◆ **TÂCHES DE L'EXERCICE**:
1. Relevez tous les acteurs cités dans la fiche du film Wendigo.
2. Recopiez à l'identique le passage de la fiche du film Wendigo situé entre « Synopsis de Wendigo » et « de sa famille. », ces deux bornes comprises.

◆ **EXTRAIT DU TEXTE**:

------------------------

Film de Larry Fessenden
Année de sortie : 2001
Pays : États-Unis
Scénario : Larry Fessenden
Photographie : Terry Stacey
Montage : Larry Fessenden
Musique : Michelle DiBucci
Avec : Patricia Clarkson, Jake Weber, Erik Per Sullivan, John Speredakos
Wendigo fait partie de ces films fantastique indépendants qui cherchent davantage à développer une histoire et des personnages qu’à appliquer aveuglément les recettes du genre.
Synopsis de Wendigo
George (Jake Weber), un photographe professionnel, et sa femme Kim (Patricia Clarkson), psychanalyste, décident de quitter New York pour la campagne pendant quelques jours, en compagnie de leur fils Miles (Erik Per Sullivan). Sur la route, leur voiture renverse malencontreusement un cerf. L’un des chasseurs qui traquaient l’animal, Otis (John Speredakos), se montre plutôt hostile à l’égard de George et de sa famille.
Arrivée enfin à destination, dans une maison isolée, la famille tente d’oublier cette pénible entrée en matière ; mais les nuits du jeune Miles sont peuplées de cauchemars, et George se sent nerveux suite au début d’altercation qui l’a opposé à Otis.

------------------------

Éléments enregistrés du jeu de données
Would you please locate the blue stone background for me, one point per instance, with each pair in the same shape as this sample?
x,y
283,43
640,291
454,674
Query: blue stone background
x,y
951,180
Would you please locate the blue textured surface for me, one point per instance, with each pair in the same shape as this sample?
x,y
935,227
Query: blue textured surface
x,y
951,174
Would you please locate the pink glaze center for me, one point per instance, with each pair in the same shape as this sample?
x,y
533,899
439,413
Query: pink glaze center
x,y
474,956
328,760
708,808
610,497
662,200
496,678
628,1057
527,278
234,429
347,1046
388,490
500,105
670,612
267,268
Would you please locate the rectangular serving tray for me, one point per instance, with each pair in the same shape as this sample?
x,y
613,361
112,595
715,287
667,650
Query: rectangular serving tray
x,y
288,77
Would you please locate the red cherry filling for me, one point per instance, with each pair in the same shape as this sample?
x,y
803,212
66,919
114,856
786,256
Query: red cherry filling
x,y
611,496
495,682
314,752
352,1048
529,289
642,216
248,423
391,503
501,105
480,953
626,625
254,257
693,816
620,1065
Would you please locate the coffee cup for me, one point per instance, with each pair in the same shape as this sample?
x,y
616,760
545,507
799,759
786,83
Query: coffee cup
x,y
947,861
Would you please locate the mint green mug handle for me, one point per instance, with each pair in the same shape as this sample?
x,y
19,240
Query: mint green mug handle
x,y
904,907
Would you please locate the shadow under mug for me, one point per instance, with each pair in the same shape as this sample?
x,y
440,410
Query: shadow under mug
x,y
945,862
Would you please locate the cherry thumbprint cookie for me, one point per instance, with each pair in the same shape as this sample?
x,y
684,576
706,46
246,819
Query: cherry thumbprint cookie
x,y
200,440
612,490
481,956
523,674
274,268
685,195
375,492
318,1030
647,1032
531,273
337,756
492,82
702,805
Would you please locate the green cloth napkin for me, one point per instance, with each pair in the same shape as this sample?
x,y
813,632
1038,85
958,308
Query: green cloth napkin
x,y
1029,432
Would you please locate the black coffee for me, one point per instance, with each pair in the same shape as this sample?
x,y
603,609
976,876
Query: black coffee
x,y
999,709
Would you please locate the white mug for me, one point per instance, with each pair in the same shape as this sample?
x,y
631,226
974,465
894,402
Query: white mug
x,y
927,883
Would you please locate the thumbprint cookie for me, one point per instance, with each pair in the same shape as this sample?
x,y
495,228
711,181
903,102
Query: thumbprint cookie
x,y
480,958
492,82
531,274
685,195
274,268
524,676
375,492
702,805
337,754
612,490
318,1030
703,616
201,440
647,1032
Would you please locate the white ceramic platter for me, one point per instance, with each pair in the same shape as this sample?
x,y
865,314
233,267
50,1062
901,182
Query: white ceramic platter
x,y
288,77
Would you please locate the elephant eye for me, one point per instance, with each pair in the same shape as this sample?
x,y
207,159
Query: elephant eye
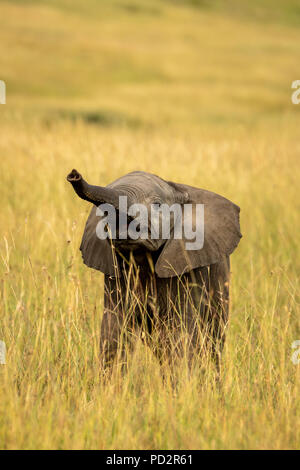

------------------------

◆ **RÉPONSES ATTENDUES**:
1. Patricia Clarkson, Jake Weber, Erik Per Sullivan, John Speredakos

2.
Synopsis de Wendigo
George (Jake Weber), un photographe professionnel, et sa femme Kim (Patricia Clarkson), psychanalyste, décident de quitter New York pour la campagne pendant quelques jours, en compagnie de leur fils Miles (Erik Per Sullivan). Sur la route, leur voiture renverse malencontreusement un cerf. L’un des chasseurs qui traquaient l’animal, Otis (John Speredakos), se montre plutôt hostile à l’égard de George et de sa famille.